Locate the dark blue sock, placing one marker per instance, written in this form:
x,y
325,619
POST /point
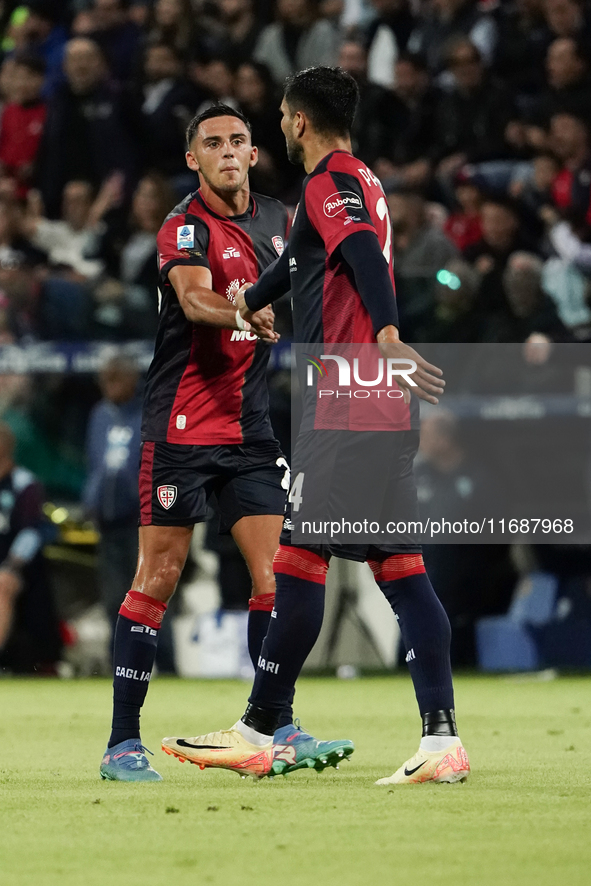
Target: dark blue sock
x,y
259,617
133,659
299,608
426,635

Problem details
Make an exact copy of the records, pictures excluded.

Response below
Locate the dark blue sock, placing one marker per instance, written in this form:
x,y
325,619
POST /point
Target: dark blue sock
x,y
259,617
133,659
299,608
426,635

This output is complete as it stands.